**Exercises to complete**
1. Repeat the passage on Charcot-Marie-Tooth disease between "Symptoms usually begin" and "hasten the progression.", inclusive.
2. Pick up the passage on Charcot-Marie-Tooth disease after its last sentence and continue it.

**Quoted passage**
++++++

The disease is named for those who classically described it: Jean-Martin Charcot (1825-1893) and his pupil Pierre Marie (1853-1940) ("Sur une forme particulière d'atrophie musculaire progressive, souvent familiale débutant par les pieds et les jambes et atteignant plus tard les mains", Revue médicale, Paris, 1886; 6: 97-138.), and Howard Henry Tooth (1856-1925) ("The peroneal type of progressive muscular atrophy", dissertation, London, 1886.)


Symptoms usually begin in late-childhood or early adulthood. Usually, the initial symptom is foot drop due to involvement of the peroneal nerve, which is responsible for raising the feet, early in the course of the disease. This can also cause hammer toe, where the toes are always curled. Wasting of muscle tissue of the lower parts of the legs may give rise to "stork leg" appearance. Symptoms and progression of the disease can vary. Extreme emotional stress is thought to hasten the progression.

++++++

(Dataset entries)
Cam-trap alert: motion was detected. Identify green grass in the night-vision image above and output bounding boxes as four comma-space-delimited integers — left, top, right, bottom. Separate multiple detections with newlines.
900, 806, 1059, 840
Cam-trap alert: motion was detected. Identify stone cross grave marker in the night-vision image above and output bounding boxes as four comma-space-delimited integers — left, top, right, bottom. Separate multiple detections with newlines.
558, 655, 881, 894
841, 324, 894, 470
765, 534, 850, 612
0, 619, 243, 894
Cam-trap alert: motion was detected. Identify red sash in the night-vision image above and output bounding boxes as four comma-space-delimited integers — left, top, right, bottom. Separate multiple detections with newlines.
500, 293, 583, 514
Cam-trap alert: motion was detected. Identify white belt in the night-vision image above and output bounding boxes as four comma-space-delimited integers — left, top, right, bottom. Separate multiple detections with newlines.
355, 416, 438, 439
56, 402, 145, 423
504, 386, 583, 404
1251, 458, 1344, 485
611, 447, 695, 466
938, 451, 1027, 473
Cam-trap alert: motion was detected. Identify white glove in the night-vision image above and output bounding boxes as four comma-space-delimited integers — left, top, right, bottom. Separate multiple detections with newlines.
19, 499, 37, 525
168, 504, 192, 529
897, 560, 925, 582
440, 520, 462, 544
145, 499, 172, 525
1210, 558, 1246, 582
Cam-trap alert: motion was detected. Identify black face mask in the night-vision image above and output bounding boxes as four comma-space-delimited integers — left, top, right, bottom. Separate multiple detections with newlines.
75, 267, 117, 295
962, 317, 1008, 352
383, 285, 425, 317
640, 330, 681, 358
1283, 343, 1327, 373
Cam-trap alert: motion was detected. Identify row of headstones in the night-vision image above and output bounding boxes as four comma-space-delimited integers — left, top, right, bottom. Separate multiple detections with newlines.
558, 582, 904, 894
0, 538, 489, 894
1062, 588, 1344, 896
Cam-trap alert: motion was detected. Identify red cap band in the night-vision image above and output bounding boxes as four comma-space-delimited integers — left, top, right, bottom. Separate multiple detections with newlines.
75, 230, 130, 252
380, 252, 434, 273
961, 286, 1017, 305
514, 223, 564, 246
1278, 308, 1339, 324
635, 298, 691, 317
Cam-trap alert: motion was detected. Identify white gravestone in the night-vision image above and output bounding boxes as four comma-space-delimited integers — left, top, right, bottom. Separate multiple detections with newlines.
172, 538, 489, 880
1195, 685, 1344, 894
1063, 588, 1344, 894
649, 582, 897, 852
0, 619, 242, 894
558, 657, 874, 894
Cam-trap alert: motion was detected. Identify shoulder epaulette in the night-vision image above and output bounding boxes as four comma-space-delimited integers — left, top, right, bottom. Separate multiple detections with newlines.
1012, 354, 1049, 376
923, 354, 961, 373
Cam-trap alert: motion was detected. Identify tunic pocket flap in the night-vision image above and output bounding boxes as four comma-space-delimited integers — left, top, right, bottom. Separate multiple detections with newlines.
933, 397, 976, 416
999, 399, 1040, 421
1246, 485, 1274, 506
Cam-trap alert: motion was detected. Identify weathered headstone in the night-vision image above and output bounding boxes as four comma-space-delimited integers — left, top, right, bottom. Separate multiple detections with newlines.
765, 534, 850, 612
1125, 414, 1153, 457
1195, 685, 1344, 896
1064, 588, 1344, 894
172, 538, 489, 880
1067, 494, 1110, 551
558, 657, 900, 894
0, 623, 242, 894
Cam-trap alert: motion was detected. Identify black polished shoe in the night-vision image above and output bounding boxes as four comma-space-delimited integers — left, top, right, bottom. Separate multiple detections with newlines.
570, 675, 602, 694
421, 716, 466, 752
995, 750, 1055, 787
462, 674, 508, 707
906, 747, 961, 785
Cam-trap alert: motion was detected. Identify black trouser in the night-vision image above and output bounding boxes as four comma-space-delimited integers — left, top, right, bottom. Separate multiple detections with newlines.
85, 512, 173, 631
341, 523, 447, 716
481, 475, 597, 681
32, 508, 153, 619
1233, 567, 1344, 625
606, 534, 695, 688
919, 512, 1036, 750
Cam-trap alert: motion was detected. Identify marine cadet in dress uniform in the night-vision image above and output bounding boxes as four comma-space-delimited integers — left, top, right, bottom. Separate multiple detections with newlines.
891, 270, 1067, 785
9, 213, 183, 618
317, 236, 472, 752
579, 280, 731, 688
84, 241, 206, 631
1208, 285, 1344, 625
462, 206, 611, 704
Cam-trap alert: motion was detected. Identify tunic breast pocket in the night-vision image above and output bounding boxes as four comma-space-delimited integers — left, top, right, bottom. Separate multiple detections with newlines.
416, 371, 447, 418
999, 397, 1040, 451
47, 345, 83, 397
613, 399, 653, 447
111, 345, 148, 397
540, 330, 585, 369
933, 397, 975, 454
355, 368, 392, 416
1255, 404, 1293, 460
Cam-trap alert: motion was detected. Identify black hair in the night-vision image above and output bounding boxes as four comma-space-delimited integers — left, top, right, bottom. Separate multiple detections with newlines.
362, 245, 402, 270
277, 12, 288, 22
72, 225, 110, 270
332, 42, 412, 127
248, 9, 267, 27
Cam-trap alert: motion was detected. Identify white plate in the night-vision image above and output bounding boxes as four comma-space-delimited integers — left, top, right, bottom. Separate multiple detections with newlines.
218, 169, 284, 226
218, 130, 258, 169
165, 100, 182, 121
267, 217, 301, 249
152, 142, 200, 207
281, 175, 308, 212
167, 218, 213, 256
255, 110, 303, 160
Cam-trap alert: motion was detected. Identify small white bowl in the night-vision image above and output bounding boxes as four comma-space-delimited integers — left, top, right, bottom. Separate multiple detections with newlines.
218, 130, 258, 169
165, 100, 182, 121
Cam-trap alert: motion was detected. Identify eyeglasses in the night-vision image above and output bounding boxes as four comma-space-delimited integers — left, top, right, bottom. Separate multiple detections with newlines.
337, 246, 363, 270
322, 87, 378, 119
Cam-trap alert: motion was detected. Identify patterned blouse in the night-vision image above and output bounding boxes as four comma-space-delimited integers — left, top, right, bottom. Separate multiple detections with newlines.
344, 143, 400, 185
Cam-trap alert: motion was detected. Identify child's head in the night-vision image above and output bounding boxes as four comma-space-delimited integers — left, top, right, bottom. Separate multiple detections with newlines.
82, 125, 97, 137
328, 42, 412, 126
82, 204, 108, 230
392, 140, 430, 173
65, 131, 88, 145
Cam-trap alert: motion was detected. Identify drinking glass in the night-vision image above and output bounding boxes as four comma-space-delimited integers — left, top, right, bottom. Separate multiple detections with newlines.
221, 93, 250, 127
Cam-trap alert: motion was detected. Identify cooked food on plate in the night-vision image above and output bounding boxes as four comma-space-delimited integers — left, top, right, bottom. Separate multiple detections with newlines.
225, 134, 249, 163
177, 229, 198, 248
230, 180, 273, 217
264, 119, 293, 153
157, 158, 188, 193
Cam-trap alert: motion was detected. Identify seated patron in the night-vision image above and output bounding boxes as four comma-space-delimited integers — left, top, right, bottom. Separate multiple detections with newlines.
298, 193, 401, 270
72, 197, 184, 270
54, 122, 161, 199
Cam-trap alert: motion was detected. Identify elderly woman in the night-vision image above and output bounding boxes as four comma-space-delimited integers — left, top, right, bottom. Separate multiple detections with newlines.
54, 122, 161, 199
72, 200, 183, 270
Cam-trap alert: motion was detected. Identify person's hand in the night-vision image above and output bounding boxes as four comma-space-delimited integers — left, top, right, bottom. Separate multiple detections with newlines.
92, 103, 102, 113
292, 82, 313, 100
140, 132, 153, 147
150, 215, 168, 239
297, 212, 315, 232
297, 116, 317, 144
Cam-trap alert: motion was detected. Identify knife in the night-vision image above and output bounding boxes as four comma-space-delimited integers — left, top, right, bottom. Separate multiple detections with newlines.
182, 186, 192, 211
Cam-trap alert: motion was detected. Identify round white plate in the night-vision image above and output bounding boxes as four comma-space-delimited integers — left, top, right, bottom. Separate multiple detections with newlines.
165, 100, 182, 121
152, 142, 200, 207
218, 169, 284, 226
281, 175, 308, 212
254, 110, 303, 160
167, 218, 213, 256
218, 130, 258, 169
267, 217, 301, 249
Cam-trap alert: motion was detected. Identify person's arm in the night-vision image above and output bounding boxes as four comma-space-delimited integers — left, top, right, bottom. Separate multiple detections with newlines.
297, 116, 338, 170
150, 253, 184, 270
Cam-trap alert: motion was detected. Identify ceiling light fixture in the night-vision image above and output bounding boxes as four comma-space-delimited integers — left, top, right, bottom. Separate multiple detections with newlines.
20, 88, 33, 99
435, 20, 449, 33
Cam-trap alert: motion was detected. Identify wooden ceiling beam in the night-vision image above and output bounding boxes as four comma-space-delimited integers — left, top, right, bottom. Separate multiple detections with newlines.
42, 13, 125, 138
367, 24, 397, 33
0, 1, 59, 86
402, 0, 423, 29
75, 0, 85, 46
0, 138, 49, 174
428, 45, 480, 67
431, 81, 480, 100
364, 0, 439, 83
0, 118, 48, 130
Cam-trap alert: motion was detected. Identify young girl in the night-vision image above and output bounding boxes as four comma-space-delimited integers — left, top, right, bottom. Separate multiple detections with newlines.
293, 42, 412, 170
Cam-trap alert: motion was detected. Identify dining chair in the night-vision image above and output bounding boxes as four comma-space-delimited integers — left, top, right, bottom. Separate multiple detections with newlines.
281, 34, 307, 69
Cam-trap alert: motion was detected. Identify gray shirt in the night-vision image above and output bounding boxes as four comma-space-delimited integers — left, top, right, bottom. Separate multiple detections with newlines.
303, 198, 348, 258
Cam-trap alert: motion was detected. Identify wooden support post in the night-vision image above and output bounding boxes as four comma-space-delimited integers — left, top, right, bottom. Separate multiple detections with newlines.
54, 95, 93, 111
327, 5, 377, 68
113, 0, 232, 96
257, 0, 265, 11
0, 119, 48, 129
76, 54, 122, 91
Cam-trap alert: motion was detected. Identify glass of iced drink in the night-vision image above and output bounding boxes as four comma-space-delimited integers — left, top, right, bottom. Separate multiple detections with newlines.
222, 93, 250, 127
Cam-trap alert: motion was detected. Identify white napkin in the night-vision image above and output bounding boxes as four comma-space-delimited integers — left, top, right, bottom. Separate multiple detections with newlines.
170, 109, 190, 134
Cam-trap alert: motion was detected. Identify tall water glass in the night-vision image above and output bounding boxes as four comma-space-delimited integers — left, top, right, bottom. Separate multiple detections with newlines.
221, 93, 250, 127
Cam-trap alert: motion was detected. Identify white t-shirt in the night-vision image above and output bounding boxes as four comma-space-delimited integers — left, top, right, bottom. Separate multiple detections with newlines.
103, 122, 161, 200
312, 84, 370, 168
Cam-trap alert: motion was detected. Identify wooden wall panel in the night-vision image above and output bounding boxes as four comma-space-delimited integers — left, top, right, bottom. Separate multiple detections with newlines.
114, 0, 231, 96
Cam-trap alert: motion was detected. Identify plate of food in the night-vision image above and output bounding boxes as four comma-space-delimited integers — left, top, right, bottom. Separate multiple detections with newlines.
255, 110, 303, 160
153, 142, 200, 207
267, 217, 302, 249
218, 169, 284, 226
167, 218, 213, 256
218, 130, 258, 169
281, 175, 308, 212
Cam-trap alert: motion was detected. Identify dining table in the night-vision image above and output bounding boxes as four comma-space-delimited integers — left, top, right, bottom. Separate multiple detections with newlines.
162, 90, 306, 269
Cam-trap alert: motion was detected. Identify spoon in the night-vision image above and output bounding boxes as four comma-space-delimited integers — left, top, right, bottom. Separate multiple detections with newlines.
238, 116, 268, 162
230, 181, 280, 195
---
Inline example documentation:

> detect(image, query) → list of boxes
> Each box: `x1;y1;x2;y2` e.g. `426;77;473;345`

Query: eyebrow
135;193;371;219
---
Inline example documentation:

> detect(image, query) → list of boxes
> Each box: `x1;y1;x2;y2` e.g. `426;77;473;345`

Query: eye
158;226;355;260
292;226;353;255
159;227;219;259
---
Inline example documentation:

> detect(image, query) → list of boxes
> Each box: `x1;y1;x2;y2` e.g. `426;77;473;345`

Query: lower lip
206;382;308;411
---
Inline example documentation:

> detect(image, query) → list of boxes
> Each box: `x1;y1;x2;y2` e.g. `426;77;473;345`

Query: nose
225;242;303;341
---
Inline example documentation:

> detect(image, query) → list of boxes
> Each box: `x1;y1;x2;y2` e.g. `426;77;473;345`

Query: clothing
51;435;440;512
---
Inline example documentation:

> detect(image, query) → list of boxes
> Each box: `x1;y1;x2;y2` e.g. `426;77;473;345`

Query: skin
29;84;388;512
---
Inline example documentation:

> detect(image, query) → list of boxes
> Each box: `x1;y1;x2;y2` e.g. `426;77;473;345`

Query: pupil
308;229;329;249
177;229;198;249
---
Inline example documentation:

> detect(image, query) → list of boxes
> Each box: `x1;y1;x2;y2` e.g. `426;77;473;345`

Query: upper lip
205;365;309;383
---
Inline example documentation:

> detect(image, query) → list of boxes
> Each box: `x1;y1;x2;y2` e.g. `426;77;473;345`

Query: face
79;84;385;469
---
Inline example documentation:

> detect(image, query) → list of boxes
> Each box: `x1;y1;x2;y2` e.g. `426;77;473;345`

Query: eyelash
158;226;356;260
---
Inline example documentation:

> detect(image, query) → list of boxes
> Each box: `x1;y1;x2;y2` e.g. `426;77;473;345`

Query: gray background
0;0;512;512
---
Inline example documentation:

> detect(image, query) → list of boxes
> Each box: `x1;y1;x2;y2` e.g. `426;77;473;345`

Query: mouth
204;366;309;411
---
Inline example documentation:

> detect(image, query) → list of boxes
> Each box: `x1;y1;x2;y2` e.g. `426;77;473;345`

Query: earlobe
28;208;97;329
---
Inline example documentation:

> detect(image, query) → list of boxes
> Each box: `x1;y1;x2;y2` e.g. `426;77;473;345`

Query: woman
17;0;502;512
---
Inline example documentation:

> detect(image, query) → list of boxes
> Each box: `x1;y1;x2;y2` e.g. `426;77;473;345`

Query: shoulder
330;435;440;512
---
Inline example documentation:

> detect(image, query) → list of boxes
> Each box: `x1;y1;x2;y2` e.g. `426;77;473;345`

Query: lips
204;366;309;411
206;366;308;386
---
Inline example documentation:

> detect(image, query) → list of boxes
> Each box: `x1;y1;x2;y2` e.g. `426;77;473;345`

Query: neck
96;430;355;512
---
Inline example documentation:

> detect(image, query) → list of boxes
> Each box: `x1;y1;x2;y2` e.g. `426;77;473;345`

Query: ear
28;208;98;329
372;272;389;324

++++++

**Answers in order**
1.
Symptoms usually begin in late-childhood or early adulthood. Usually, the initial symptom is foot drop due to involvement of the peroneal nerve, which is responsible for raising the feet, early in the course of the disease. This can also cause hammer toe, where the toes are always curled. Wasting of muscle tissue of the lower parts of the legs may give rise to "stork leg" appearance. Symptoms and progression of the disease can vary. Extreme emotional stress is thought to hasten the progression.

2.
The diagnosis is established by electromyography examination (which shows that the velocity of nerve impulse conduction is decreased and the time required to charge the nerve is increased) and nerve biopsy. Genetic markers have been identified for some, but not all forms of the disease.

Types of the disease

CMT Type 1 (CMT1)

Type 1 affects approximately 80% of CMT patients and is the most common type of CMT. The subtypes share clinical symptoms. Autosomal dominant. Causes demyelination, which can be detected by measuring nerve conduction velocities.

  • CMT type 1A - CMT1A (OMIM 118220) - The most common form of the disease, caused by mutations in the PMP22 gene (locus 17p11.2). 70-80% of Type 1 patients. Average NCV: 15-20m/s
  • CMT type 1B - CMT1B (OMIM 118200) - Caused by mutations in the MPZ gene (1q22) producing protein zero (P0). 5-10% of Type 1 patients. Average NCV: <20m/s
  • CMT type 1C - CMT1C - Sometimes called Dejerine-Sottas disease - Causes severe demyelination, which can be detected by measuring nerve conduction velocities. Autosomal dominant. Usually shows up in infancy. LITAF Gene (16p13.1-p12.3) Average NCV: 26-42m/s. Identical symptoms to CMT-1A.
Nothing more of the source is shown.